Prince Frederick Emil August of Schleswig-Holstein-Sonderburg-Augustenburg (23 August 1800 in Kiel – 2 July 1865 in Beirut, Lebanon), usually simply known by just his first name, Frederick, Prince of Noer, was a prince of the House of Schleswig-Holstein-Sonderburg-Augustenburg and a cadet-line descendant of the Danish royal house.

He was the second and youngest son of Louise Auguste of Denmark and Frederik Christian II, Duke of Schleswig-Holstein-Sonderburg-Augustenburg. As such, he was close to succeed in the Danish throne. He was the brother-in-law of King Christian VIII and nephew of King Frederik VI. His elder brother, Christian August II, succeeded in 1814 as the Duke of Schleswig-Holstein-Sonderburg-Augustenburg.

After his second, morganatic union in 1864, he renounced the rights of succession to House of Augustenburg. He was created Prince of Noer or Nør by Emperor Franz Joseph of Austria afterwards. He died in 1865 in Beirut.

__Exercise goal__. From the passage on the Prince of Noer, copy word for word the part starting at "He was the second" and ending at "the Duke of Schleswig-Holstein-Sonderburg-Augustenburg.".

__Record extracts__.
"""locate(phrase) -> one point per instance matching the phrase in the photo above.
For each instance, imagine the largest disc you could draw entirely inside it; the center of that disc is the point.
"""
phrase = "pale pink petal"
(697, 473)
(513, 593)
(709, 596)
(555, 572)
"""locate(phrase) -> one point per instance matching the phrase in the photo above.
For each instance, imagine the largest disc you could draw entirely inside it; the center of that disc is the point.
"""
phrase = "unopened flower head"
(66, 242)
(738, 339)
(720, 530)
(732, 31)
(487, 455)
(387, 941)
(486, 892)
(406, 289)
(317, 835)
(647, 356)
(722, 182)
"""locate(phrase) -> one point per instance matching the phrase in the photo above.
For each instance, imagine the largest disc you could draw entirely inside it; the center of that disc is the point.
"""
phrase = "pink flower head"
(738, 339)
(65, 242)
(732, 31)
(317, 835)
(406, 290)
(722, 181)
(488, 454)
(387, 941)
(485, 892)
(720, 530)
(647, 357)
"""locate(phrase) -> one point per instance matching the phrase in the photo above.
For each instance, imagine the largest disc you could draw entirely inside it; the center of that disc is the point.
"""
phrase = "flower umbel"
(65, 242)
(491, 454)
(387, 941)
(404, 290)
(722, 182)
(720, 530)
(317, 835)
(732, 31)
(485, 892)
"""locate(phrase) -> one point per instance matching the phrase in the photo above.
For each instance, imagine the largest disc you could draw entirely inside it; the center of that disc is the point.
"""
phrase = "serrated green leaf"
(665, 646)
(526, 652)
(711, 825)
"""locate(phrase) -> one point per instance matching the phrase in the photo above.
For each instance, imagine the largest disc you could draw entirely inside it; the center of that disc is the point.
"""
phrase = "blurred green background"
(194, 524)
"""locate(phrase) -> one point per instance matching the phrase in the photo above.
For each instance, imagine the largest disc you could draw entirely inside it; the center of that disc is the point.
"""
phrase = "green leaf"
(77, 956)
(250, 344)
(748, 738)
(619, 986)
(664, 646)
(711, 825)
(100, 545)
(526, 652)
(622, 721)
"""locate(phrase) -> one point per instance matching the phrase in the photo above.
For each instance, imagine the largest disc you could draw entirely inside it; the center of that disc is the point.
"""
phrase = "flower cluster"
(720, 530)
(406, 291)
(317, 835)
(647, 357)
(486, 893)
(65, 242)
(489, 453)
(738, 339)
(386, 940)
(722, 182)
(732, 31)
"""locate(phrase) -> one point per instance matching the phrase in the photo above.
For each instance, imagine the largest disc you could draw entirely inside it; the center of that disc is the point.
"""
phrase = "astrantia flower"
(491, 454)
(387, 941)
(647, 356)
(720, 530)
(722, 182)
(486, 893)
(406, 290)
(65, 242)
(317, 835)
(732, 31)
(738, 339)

__Response area__.
He was the second and youngest son of Louise Auguste of Denmark and Frederik Christian II, Duke of Schleswig-Holstein-Sonderburg-Augustenburg. As such, he was close to succeed in the Danish throne. He was the brother-in-law of King Christian VIII and nephew of King Frederik VI. His elder brother, Christian August II, succeeded in 1814 as the Duke of Schleswig-Holstein-Sonderburg-Augustenburg.